▶ WHAT YOU ARE ASKED TO DO:
Rewrite the lines of the data below as a numbered list, skipping blank lines and leaving the pictures out of your answer.

▶ Data of pointing at named objects:

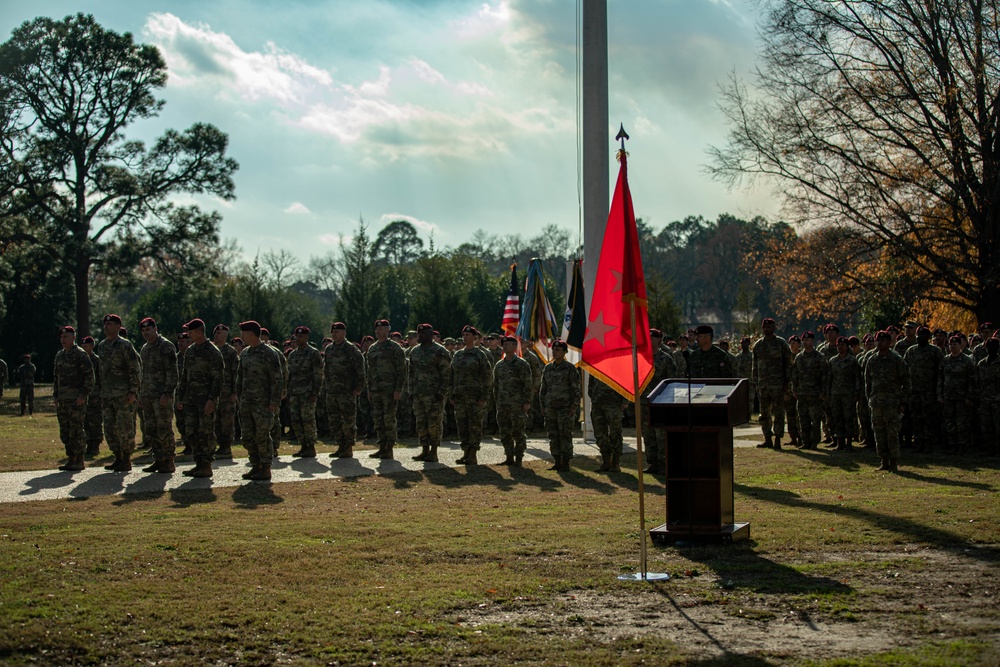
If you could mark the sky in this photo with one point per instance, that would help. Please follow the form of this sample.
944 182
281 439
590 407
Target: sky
454 115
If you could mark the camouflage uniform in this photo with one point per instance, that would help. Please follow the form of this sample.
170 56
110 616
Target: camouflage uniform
559 396
386 373
845 387
25 377
770 373
957 389
259 383
924 361
344 378
73 379
159 380
663 368
809 382
606 407
512 389
471 391
305 379
989 402
201 383
715 363
121 374
93 425
887 386
225 411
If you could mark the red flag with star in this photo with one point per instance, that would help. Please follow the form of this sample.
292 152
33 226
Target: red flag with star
619 283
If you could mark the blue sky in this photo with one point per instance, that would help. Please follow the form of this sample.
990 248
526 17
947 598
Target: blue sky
457 116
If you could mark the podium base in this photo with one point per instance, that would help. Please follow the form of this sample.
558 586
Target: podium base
649 576
732 532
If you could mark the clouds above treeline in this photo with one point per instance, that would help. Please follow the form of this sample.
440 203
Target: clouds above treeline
450 114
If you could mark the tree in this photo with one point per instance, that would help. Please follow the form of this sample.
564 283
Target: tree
881 117
93 200
397 243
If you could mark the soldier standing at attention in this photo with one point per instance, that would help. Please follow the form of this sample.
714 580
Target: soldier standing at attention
809 384
73 382
429 378
200 387
512 387
156 396
924 362
386 373
845 386
887 386
559 396
471 386
707 360
93 424
957 390
606 408
305 381
183 343
25 377
344 380
259 384
771 373
663 368
225 413
121 375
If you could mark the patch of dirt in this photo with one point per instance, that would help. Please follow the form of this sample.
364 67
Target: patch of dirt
894 600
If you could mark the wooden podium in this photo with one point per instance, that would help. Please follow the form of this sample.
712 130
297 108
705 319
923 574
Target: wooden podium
698 461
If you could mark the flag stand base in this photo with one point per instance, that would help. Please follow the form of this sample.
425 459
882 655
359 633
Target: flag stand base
648 576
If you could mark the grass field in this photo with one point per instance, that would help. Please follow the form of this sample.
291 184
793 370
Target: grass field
492 565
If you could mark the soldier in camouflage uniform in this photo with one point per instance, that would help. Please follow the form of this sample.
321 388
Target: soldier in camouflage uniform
386 374
344 380
810 372
655 440
121 375
989 396
924 361
845 387
512 387
560 399
25 377
958 385
887 386
183 342
305 380
156 396
225 413
471 388
198 394
708 360
259 384
73 382
771 374
606 408
429 378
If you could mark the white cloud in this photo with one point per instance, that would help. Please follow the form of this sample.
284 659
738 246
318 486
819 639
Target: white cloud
297 208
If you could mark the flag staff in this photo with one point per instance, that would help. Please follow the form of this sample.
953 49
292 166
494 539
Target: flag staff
643 574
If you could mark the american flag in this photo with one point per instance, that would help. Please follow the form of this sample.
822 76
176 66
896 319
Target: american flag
512 309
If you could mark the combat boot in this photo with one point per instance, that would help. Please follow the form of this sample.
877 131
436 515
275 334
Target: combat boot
263 473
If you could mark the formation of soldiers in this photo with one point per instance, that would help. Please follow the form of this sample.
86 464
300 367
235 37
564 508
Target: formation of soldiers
887 390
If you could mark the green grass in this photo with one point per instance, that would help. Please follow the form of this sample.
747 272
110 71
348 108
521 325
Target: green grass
489 566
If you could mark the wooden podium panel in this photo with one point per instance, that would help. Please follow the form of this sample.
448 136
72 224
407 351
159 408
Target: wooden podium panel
698 463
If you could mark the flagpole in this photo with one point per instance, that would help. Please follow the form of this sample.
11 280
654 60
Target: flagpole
644 574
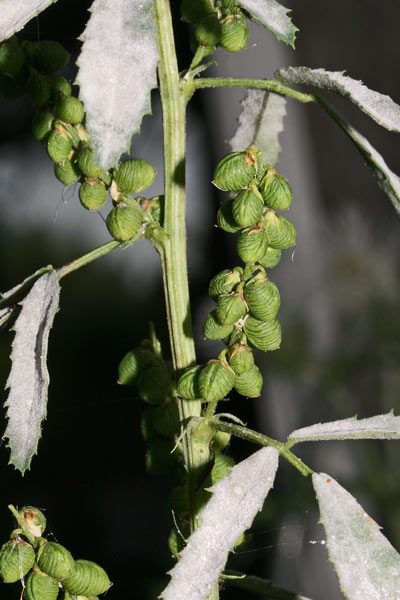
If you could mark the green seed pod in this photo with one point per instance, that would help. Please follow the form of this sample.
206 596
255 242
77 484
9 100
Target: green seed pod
212 328
252 244
87 579
225 218
275 190
134 175
55 560
235 33
188 383
16 559
69 109
271 258
125 219
42 125
216 380
93 194
49 56
235 171
247 207
263 298
265 335
40 586
249 383
280 232
230 308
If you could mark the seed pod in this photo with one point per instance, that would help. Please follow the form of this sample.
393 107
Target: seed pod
249 383
134 175
55 560
16 559
40 586
188 383
235 171
252 244
212 328
280 232
125 219
230 308
225 218
235 33
216 380
87 579
247 207
93 194
265 335
263 298
275 190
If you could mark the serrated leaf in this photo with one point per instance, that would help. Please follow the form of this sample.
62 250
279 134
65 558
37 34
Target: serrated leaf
380 427
260 123
14 14
366 563
379 107
28 380
235 501
273 16
117 71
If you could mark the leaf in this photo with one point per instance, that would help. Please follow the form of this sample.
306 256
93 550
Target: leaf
380 427
260 123
366 563
235 501
29 379
273 16
378 106
117 70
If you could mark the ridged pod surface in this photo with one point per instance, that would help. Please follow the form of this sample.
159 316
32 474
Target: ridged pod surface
264 335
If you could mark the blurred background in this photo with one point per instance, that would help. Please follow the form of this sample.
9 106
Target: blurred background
340 294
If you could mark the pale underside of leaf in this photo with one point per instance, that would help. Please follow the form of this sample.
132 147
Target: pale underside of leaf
28 380
235 501
273 16
382 427
379 107
366 563
117 71
14 14
260 123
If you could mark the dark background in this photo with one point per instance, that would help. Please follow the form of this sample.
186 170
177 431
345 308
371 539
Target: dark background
340 350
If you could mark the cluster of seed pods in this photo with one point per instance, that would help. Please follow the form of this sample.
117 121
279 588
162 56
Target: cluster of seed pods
47 569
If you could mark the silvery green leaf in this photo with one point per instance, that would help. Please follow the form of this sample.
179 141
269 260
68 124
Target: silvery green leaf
117 71
29 379
381 427
260 123
378 106
273 16
367 565
235 501
14 14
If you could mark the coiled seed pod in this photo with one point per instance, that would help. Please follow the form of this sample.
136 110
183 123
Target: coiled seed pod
275 190
252 244
249 383
92 194
235 171
55 560
87 579
280 232
16 559
216 380
263 298
134 175
265 335
247 207
40 586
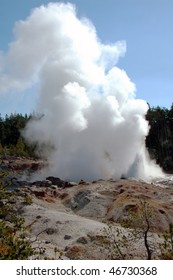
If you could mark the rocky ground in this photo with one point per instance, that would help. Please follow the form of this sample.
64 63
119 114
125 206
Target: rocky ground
77 217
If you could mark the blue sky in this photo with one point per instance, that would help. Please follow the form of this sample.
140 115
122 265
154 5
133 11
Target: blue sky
145 25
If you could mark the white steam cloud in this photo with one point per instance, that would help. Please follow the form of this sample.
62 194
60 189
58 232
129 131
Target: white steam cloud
91 117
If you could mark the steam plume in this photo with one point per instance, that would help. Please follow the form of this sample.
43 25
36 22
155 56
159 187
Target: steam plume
92 121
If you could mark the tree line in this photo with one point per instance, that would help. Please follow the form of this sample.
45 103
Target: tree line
159 141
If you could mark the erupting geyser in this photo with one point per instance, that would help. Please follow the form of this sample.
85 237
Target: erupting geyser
92 121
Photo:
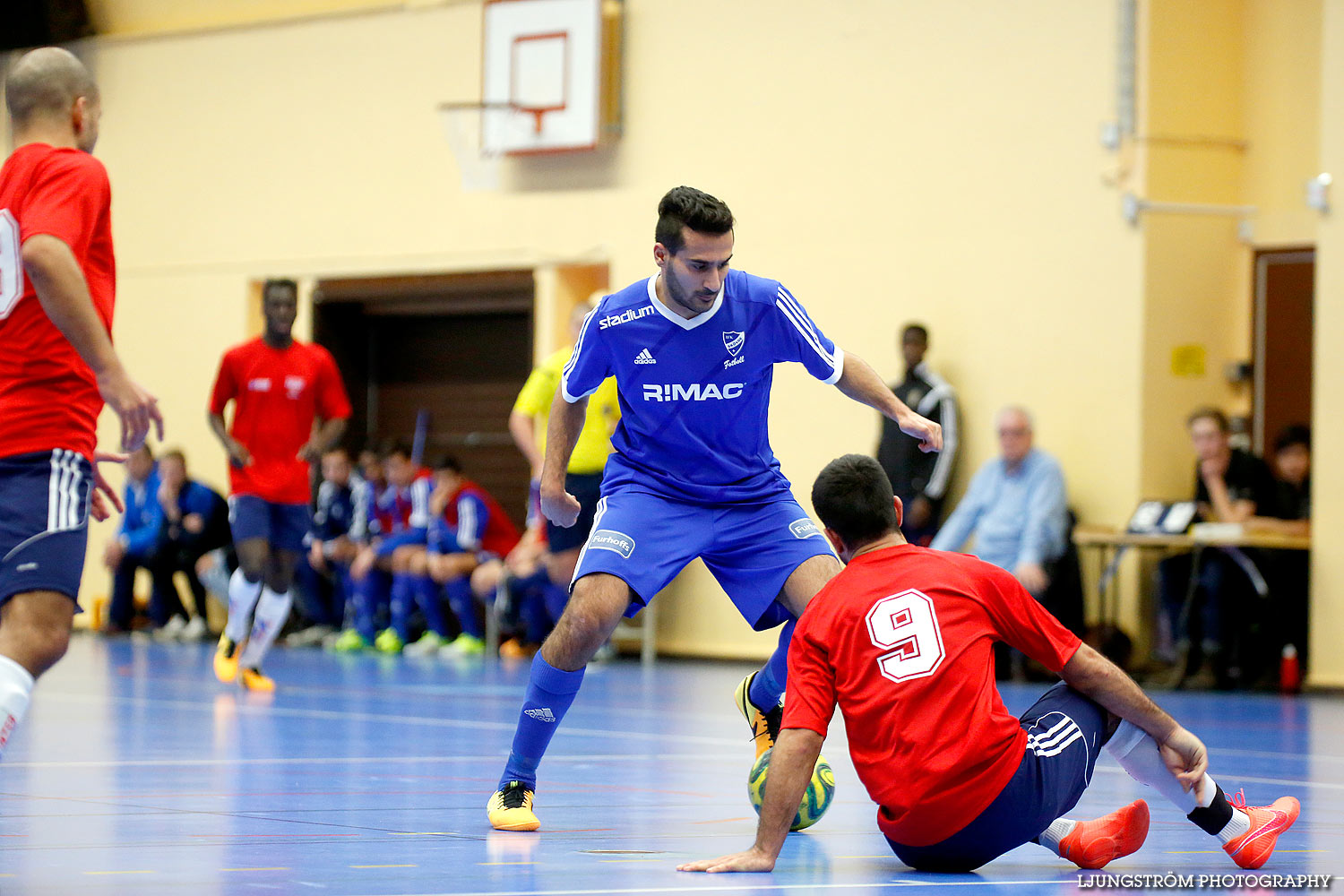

▶ ANSWER TO THE PROBLEM:
1. If you could mark the sky in this photo with one point per instance, that would help. Please follow the form of this sample.
2. 944 182
3. 281 439
4. 590 407
5. Target: sky
6. 454 115
7. If you could mark the camouflage uniform in this photo with one point per instance, that would help. Please follow the form of this sample.
8. 170 56
9. 110 616
10. Target: camouflage uniform
11. 559 396
12. 386 373
13. 845 387
14. 25 377
15. 770 373
16. 957 389
17. 259 383
18. 924 361
19. 344 378
20. 73 379
21. 159 380
22. 663 368
23. 809 382
24. 606 407
25. 512 389
26. 471 391
27. 305 379
28. 989 402
29. 201 383
30. 715 363
31. 121 374
32. 93 425
33. 887 386
34. 225 411
35. If you could mark the red flag with star in this photo with one point per instance, that would help. Please follow the form of this sample.
36. 292 152
37. 33 226
38. Target: red flag with star
39. 619 283
40. If you could mark the blue sky in this photo with one point per instance, that would help. Please follow the form of this sample.
41. 990 248
42. 526 17
43. 947 598
44. Target: blue sky
45. 457 116
46. If you could mark the podium base in this photo with one point per instance, that would help. Please follow the form of this sample.
47. 558 586
48. Target: podium base
49. 649 576
50. 732 532
51. If you could mark the clouds above treeline in this photo with one point per instance, that would help. Please follow the form of this sample.
52. 440 203
53. Target: clouds above treeline
54. 450 114
55. If you could mark the tree in this photo with one point per instance, that would help. Please follow the form of this sample.
56. 564 283
57. Target: tree
58. 881 117
59. 93 200
60. 397 243
61. If you could mark the soldier standing at attention in this photo with one point per instance, that would help. Please follow the form of this sample.
62. 714 580
63. Target: soldier standing at attention
64. 809 384
65. 73 382
66. 429 378
67. 200 387
68. 512 387
69. 156 396
70. 924 362
71. 386 373
72. 845 386
73. 887 386
74. 559 396
75. 471 386
76. 707 360
77. 93 424
78. 957 390
79. 606 408
80. 305 381
81. 183 343
82. 25 377
83. 344 380
84. 259 384
85. 771 373
86. 663 368
87. 225 413
88. 121 375
89. If you could mark the patch of dirt in this photo with one point per instance, that would help. Please follow the form of this sample.
90. 364 67
91. Target: patch of dirt
92. 894 600
93. If you could mark the wooden podium in this photo with one point per instance, that would help. Please follow the form of this sample.
94. 712 130
95. 297 108
96. 705 319
97. 923 574
98. Target: wooden podium
99. 698 461
100. If you could mark the flag stand base in this photo with one point per instance, that would help. Please follow the form of this sample.
101. 425 459
102. 882 655
103. 359 633
104. Target: flag stand base
105. 648 576
106. If you could mark the grass field in this photo with one point per instance, that would help. Please follow the form of this sample.
107. 291 184
108. 793 370
109. Target: grass field
110. 492 565
111. If you could mark the soldier in camouflage uniform in this photo with one point per instance, that would help. Please follow the form of this sample.
112. 321 388
113. Target: soldier in camouflage uniform
114. 386 374
115. 344 380
116. 810 372
117. 655 440
118. 121 375
119. 989 396
120. 924 361
121. 845 387
122. 512 387
123. 560 399
124. 25 377
125. 958 385
126. 887 386
127. 183 342
128. 305 380
129. 156 396
130. 225 413
131. 471 388
132. 198 394
133. 708 360
134. 259 384
135. 73 382
136. 771 374
137. 606 408
138. 429 378
139. If you could mark the white cloud in this photo with one point per instance, that would help. Please follow the form of this sample.
140. 284 659
141. 738 246
142. 318 486
143. 819 639
144. Target: white cloud
145. 297 208
146. If you could mark the flag staff in this photo with one point per instance, that would help. Please follow the form of this sample.
147. 953 49
148. 292 166
149. 494 539
150. Target: flag staff
151. 643 574
152. If you could mark the american flag in this photo with one point per instance, that would help. Please follow the form of this sample.
153. 822 76
154. 176 66
155. 896 319
156. Target: american flag
157. 512 309
158. If you could mark the combat boot in this photo with one point per instance, that would help. Please follow the form of this sample.
159. 877 131
160. 436 515
161. 275 334
162. Target: combat boot
163. 263 473
164. If you could mark the formation of soldiers in this photo with one point per instance, that would help. Please follow the form of this sample.
165. 86 464
166. 300 367
167. 235 37
168. 564 508
169. Target: formation of soldiers
170. 887 390
171. If you could mark the green grass in this photo with one point per instance, that would help. Please follow the form of this sample.
172. 747 272
173. 110 71
174. 348 108
175. 521 325
176. Target: green grass
177. 489 566
178. If you could mark the wooden podium panel in this photo with one point per instance, that would help. Please follow the form of this sample.
179. 448 136
180. 72 224
181. 407 351
182. 159 408
183. Target: wooden podium panel
184. 698 463
185. If you could mark the flagpole in this photo with one point per instance, that would help. Please follow the form of this sample.
186. 11 280
187. 654 60
188. Target: flagpole
189. 644 574
190. If you could mark the green seed pod in this photo with one point per instance, that would help. Please follow the form of this sample.
191. 206 596
192. 255 242
193. 77 484
194. 9 100
195. Target: green seed pod
196. 212 328
197. 252 244
198. 87 579
199. 225 218
200. 275 190
201. 134 175
202. 55 560
203. 235 33
204. 188 383
205. 16 559
206. 69 109
207. 271 258
208. 125 219
209. 42 125
210. 216 380
211. 93 194
212. 49 56
213. 235 171
214. 247 207
215. 263 298
216. 265 335
217. 40 586
218. 249 383
219. 280 232
220. 230 308
221. If you could mark the seed pod in this photo with one point per instance, that would help. Please follow the form of this sample.
222. 393 107
223. Target: seed pod
224. 249 383
225. 134 175
226. 55 560
227. 16 559
228. 40 586
229. 188 383
230. 235 171
231. 252 244
232. 212 328
233. 280 232
234. 125 219
235. 230 308
236. 225 218
237. 235 33
238. 216 380
239. 87 579
240. 247 207
241. 93 194
242. 265 335
243. 263 298
244. 275 190
245. If you could mark the serrated leaf in this photo with one point per instance, that would help. Please follow the form of this sample.
246. 62 250
247. 279 134
248. 65 558
249. 37 34
250. Target: serrated leaf
251. 380 427
252. 260 123
253. 14 14
254. 366 563
255. 379 107
256. 28 380
257. 235 501
258. 273 16
259. 117 71
260. If you could mark the leaf in this photo with one point per instance, that would help. Please follow the form of this sample.
261. 306 256
262. 93 550
263. Target: leaf
264. 380 427
265. 260 123
266. 366 563
267. 235 501
268. 29 379
269. 273 16
270. 378 106
271. 117 70
272. If you could mark the ridged pod surface in this photo with one point per instance, that would help. Please follow the form of this sample.
273. 159 316
274. 32 474
275. Target: ridged pod surface
276. 264 335
277. If you could mark the blurred background in this photo with one point per instance, that would help. Please follow the form of this sample.
278. 9 106
279. Target: blurred background
280. 340 294
281. If you could mark the pale underside of leaf in this photo with one point per instance, that would help. Please follow the form of this sample.
282. 132 147
283. Target: pale underside of leaf
284. 28 380
285. 235 501
286. 273 16
287. 382 427
288. 379 107
289. 366 563
290. 117 71
291. 14 14
292. 260 123
293. If you could mark the dark background in this photo with one point per instance, that would help. Please follow the form of this sample.
294. 186 170
295. 177 431
296. 345 308
297. 371 539
298. Target: dark background
299. 340 350
300. If you could mark the cluster of seed pods in this photo with one point per instance, that would help. Please follow the form of this sample.
301. 117 121
302. 279 588
303. 162 56
304. Target: cluster of seed pods
305. 47 569
306. If you could mark the silvery green leaf in this photo with one point per instance, that would help. Please follow the form of this sample.
307. 179 141
308. 269 260
309. 68 124
310. Target: silvery green leaf
311. 117 71
312. 29 379
313. 381 427
314. 260 123
315. 378 106
316. 273 16
317. 367 565
318. 235 501
319. 14 14
320. If you could mark the coiled seed pod in this photo with one point per instance, that would help. Please follow the form of this sample.
321. 136 110
322. 183 123
323. Target: coiled seed pod
324. 275 190
325. 252 244
326. 249 383
327. 92 194
328. 235 171
329. 55 560
330. 87 579
331. 280 232
332. 16 559
333. 216 380
334. 263 298
335. 134 175
336. 265 335
337. 247 207
338. 40 586
339. If you could mark the rocky ground in this photo with one point per instance, that would help. Please follow the form of this sample.
340. 64 63
341. 119 114
342. 125 206
343. Target: rocky ground
344. 77 217
345. If you could mark the blue sky in this photo with one point per instance, that would help. Please follow the form of this sample.
346. 140 115
347. 122 265
348. 154 5
349. 133 11
350. Target: blue sky
351. 145 25
352. If you could mark the white steam cloud in this photo with one point per instance, that would help. Please follow the form of this sample.
353. 62 194
354. 60 189
355. 58 232
356. 129 131
357. Target: white steam cloud
358. 91 117
359. If you could mark the steam plume in this photo with one point per instance, that would help. Please follow the form of this sample.
360. 43 25
361. 36 22
362. 155 56
363. 159 187
364. Target: steam plume
365. 92 121
366. If you could mark the tree line in this photo with one point per instance, that would help. Please follow the form of this sample.
367. 45 103
368. Target: tree line
369. 159 141
370. If you could mark the erupting geyser in this photo with one point per instance, that would help. Please follow the form of this sample.
371. 85 237
372. Target: erupting geyser
373. 92 121
374. Photo:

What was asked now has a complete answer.